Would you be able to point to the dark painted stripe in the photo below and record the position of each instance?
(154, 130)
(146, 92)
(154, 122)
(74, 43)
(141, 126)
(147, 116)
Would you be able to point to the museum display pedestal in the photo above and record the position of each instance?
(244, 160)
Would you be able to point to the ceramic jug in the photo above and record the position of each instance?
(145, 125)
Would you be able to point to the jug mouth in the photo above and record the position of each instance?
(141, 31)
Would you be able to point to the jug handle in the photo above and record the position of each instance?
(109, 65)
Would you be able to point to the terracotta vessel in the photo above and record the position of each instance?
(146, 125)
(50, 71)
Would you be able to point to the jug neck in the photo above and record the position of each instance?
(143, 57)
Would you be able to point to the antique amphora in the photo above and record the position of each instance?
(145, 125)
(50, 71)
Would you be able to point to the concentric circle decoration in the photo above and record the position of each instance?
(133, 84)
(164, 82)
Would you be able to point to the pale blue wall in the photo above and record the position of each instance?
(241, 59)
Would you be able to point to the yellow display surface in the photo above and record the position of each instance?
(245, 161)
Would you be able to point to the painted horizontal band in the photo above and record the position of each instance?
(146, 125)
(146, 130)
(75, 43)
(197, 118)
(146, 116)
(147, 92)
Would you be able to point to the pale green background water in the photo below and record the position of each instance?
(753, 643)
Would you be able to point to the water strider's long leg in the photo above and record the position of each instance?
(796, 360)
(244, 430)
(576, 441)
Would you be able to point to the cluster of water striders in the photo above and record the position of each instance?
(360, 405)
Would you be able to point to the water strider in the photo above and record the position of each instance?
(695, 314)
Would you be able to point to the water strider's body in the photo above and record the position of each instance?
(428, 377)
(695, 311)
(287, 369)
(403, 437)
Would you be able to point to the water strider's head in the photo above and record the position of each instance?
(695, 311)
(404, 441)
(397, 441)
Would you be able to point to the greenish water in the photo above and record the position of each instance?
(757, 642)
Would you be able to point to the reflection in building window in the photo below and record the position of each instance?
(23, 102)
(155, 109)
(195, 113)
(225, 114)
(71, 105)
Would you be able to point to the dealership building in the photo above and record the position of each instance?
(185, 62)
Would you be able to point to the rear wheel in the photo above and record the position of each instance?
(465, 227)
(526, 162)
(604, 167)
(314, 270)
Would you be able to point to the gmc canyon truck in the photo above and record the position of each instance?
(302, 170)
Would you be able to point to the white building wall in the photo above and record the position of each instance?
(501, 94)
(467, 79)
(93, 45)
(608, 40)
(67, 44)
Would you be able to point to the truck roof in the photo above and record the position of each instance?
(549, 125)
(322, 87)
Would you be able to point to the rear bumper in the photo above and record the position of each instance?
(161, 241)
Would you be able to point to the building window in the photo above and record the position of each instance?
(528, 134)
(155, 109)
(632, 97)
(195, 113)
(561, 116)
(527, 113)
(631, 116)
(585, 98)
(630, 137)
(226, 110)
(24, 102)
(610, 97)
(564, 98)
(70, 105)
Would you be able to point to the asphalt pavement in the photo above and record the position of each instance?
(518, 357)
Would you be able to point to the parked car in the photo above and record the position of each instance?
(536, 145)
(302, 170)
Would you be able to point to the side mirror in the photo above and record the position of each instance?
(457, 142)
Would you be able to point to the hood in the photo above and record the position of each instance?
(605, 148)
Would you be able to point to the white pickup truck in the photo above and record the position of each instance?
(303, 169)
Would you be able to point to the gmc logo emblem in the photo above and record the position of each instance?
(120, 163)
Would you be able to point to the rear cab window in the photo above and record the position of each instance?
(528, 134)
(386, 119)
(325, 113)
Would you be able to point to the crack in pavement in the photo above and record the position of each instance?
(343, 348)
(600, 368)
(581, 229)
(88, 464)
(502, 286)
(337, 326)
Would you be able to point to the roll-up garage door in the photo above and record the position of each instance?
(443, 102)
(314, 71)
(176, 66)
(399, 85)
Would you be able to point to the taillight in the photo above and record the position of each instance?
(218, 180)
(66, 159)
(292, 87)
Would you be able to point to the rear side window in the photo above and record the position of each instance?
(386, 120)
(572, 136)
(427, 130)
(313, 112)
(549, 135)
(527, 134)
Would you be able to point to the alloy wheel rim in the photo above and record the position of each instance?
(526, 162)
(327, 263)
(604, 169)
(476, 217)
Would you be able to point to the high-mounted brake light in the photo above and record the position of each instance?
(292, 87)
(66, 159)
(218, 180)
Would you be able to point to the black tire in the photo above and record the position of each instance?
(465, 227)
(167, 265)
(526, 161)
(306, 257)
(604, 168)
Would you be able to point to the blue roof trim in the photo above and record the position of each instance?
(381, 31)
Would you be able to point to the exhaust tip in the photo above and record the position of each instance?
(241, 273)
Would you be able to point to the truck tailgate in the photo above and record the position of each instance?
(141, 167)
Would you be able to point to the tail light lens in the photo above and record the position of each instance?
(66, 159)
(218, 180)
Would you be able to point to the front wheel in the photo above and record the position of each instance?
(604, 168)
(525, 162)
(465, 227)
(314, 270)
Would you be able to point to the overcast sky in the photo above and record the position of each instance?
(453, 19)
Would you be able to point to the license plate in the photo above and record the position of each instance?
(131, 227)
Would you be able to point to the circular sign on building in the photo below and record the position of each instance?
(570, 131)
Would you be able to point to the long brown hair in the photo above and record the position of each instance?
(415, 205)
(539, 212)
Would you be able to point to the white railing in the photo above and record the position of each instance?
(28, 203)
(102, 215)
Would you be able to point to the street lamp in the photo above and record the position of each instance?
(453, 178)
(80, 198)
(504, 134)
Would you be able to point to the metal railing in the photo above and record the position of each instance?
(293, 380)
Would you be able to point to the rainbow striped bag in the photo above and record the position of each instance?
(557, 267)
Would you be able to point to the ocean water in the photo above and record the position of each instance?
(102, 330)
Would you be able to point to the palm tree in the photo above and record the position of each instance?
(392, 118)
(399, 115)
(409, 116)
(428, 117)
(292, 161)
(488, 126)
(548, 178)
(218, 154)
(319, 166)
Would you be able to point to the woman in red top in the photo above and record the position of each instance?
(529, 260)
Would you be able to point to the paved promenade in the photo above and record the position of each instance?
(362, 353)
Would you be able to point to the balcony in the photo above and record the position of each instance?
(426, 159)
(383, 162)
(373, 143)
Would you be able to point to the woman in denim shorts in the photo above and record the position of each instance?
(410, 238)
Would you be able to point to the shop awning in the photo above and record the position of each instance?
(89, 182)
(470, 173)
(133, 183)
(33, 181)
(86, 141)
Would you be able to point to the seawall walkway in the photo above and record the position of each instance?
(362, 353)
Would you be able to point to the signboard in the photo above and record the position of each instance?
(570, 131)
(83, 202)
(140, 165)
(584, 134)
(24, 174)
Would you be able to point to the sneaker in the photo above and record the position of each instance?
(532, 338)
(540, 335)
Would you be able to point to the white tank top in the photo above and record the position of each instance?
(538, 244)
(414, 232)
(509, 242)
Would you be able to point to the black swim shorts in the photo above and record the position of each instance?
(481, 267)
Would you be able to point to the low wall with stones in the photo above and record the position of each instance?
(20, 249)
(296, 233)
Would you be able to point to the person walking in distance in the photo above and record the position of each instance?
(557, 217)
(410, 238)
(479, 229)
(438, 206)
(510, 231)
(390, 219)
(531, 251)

━━━━━━━━

### Short task
Copy down the whole of the data above, matching it exactly.

### Response to this task
Would you be able to point to the dark painted stripe in the photo below and record the position of each instance?
(154, 130)
(146, 92)
(154, 122)
(74, 43)
(141, 126)
(147, 116)
Would you be able to point to the museum display pedestal in the photo above and record the position of each instance?
(244, 160)
Would you be able to point to the ceramic jug in the photo above and record the position of each instance?
(145, 125)
Would you be able to point to the jug mouth in the photo above and record the position of each instance?
(141, 31)
Would you be able to point to the jug handle in the photo above and record the position of each instance?
(109, 65)
Would you be able to point to the terracotta vessel in the photo above and record the position of each instance?
(146, 125)
(50, 71)
Would you be able to point to the jug neck in the photo above and record the position of each instance?
(143, 57)
Would you be able to point to the antique amphora in the photo above and record the position of each instance?
(145, 125)
(50, 71)
Would you be able to point to the concentric circle decoration in the photo above and record the position of each instance?
(133, 84)
(164, 82)
Would you be able to point to the pale blue wall in the photo above and record the position of each instance?
(241, 59)
Would you be able to point to the yellow display surface in the photo above and record the position of each instance?
(245, 161)
Would you be able to point to the painted horizontal band in the photo above and record the position of each instance?
(146, 125)
(146, 130)
(75, 43)
(197, 118)
(146, 116)
(147, 92)
Would you be able to point to the pale green background water in the photo below and record the position of each instance?
(753, 643)
Would you be able to point to the water strider's long leg in the photo above and record the position of each instance?
(796, 360)
(244, 430)
(576, 441)
Would you be able to point to the cluster of water striders in the photo above and record the position of each instance?
(360, 405)
Would you be able to point to the water strider in the photo above and record the position of each instance?
(695, 314)
Would you be able to point to the water strider's body in the photo above and record the position of each instance?
(428, 377)
(695, 311)
(287, 369)
(403, 437)
Would you be able to point to the water strider's head in the photo above and record the position of each instance?
(695, 311)
(404, 441)
(397, 441)
Would you be able to point to the greenish water in the photo above and record the position of each instance?
(757, 642)
Would you be able to point to the reflection in building window in the photo below and record the position of each instance?
(23, 102)
(155, 109)
(195, 113)
(225, 114)
(71, 105)
Would you be able to point to the dealership building in the photo above and record the position of each instance?
(185, 62)
Would you be able to point to the rear wheel in the photo above and record the position of each instance?
(465, 227)
(526, 162)
(604, 167)
(314, 270)
Would you be able to point to the gmc canyon truck in the photo above and record the position of each instance?
(302, 170)
Would you be able to point to the white building wall in the photo above and record the position of each instance?
(501, 94)
(467, 79)
(93, 45)
(608, 40)
(67, 44)
Would you be able to point to the truck roof in the photo above and record the position of each instance?
(549, 125)
(322, 87)
Would you be able to point to the rear bumper in the photo above and record the position of each instance?
(161, 241)
Would you be able to point to the building window in the photo above and record the position of each instance?
(528, 134)
(155, 109)
(632, 97)
(195, 113)
(561, 116)
(527, 113)
(631, 116)
(585, 98)
(630, 137)
(226, 110)
(24, 102)
(610, 97)
(564, 98)
(70, 105)
Would you be able to point to the asphalt pavement in the photo above and record the position of each instance?
(518, 357)
Would you be able to point to the parked car in the photo above and record the position of each instance?
(536, 145)
(302, 170)
Would you be able to point to the side mirror in the photo above and record the position of each instance?
(457, 142)
Would you be able to point to the hood in the photo above and record the position of each instance?
(605, 148)
Would you be able to point to the white pickup truck in the photo above and record the position of each instance?
(303, 169)
Would you be able to point to the gmc logo emblem in the photo above and record the position of each instance?
(120, 163)
Would you be able to point to the rear cab window in the photo above and record the position of each instance?
(528, 134)
(386, 119)
(325, 113)
Would you be able to point to the crack in pavement in the photo above and record the position of each instance?
(343, 348)
(600, 368)
(581, 229)
(88, 464)
(502, 286)
(337, 326)
Would you be able to point to the roll-up garage door in the photo above and record the position of each instance?
(443, 102)
(314, 71)
(176, 66)
(399, 85)
Would you be able to point to the taillight in the photo above and record the position of each instance?
(218, 180)
(66, 159)
(292, 87)
Would you be able to point to the rear side window in the photo above and record the position of each instance?
(386, 120)
(572, 136)
(427, 130)
(313, 112)
(549, 135)
(527, 134)
Would you be able to point to the alloy wheel rim in the photo above and record the position of each instance?
(526, 162)
(327, 263)
(604, 169)
(476, 217)
Would you be able to point to the high-mounted brake light in the photo above and record the position of each instance?
(292, 87)
(66, 159)
(218, 180)
Would you be able to point to the black tire in the photo above and record the position of each instance?
(465, 227)
(167, 265)
(526, 161)
(306, 257)
(604, 168)
Would you be able to point to the blue roof trim in the photo above and record the position of each instance?
(381, 31)
Would you be able to point to the exhaust tip in the photo above and record the position of each instance?
(241, 273)
Would you be able to point to the truck tailgate in the photo above and record the position of each instance?
(141, 167)
Would you be able to point to the tail light lens in the photo above and record the position of each instance?
(66, 159)
(218, 180)
Would you be able to point to the front wheel in the photo above and record the position of each instance?
(604, 168)
(525, 162)
(465, 227)
(314, 270)
Would you be able to point to the overcast sky in the photo above and record the position of each instance?
(453, 19)
Would you be able to point to the license plate in the photo above and record the position of each instance?
(131, 227)
Would you be able to point to the circular sign on building in the photo below and record the position of each instance?
(570, 131)
Would you be able to point to the long brown hair in the photo above and record the position of each instance?
(415, 205)
(539, 212)
Would you be able to point to the white railing in the photo above and record the position of each instance?
(28, 203)
(102, 215)
Would you be able to point to the street lamp in the photo above and record the position of each instance?
(453, 178)
(80, 198)
(504, 134)
Would you be able to point to the metal railing in the photo above and record the position of each instance?
(293, 380)
Would you be able to point to the rainbow striped bag in the photo above and record the position of each instance?
(557, 267)
Would you be able to point to the ocean water in the photo above and record the position of each instance?
(102, 330)
Would you be able to point to the palm tree in the photo above and record the position of each instance?
(392, 118)
(399, 115)
(409, 116)
(428, 117)
(292, 161)
(488, 126)
(548, 178)
(218, 154)
(319, 166)
Would you be able to point to the woman in red top in the photo above and record the position of each instance?
(529, 260)
Would you be able to point to the paved promenade in the photo above and record the position of each instance?
(362, 353)
Would you be able to point to the balcony in the photo above and record the position of each instance?
(426, 159)
(383, 162)
(373, 143)
Would you be able to point to the woman in denim shorts in the photo above and record the position of each instance?
(410, 238)
Would you be able to point to the shop awning in the photo above and record the position of each instance?
(89, 182)
(470, 173)
(133, 183)
(33, 181)
(86, 141)
Would you be able to point to the seawall walkway in the photo above and record the position of each instance?
(362, 353)
Would you be able to point to the signboard in the photo above and record the position of each instance?
(570, 131)
(83, 202)
(140, 165)
(584, 134)
(24, 174)
Would you be able to point to the sneaker in the photo above and record the position of each instance?
(532, 338)
(540, 335)
Would you be able to point to the white tank top in the photo above and record the position of each instance?
(538, 244)
(414, 232)
(509, 242)
Would you be able to point to the black swim shorts in the photo above and record the position of each instance?
(481, 267)
Would you be able to point to the low wall with stones in the photo above and record the position of each instance?
(20, 249)
(296, 233)
Would you be able to point to the person walking in distance in the photo above and record the position of each instance?
(557, 217)
(410, 238)
(479, 229)
(438, 206)
(510, 231)
(390, 219)
(531, 251)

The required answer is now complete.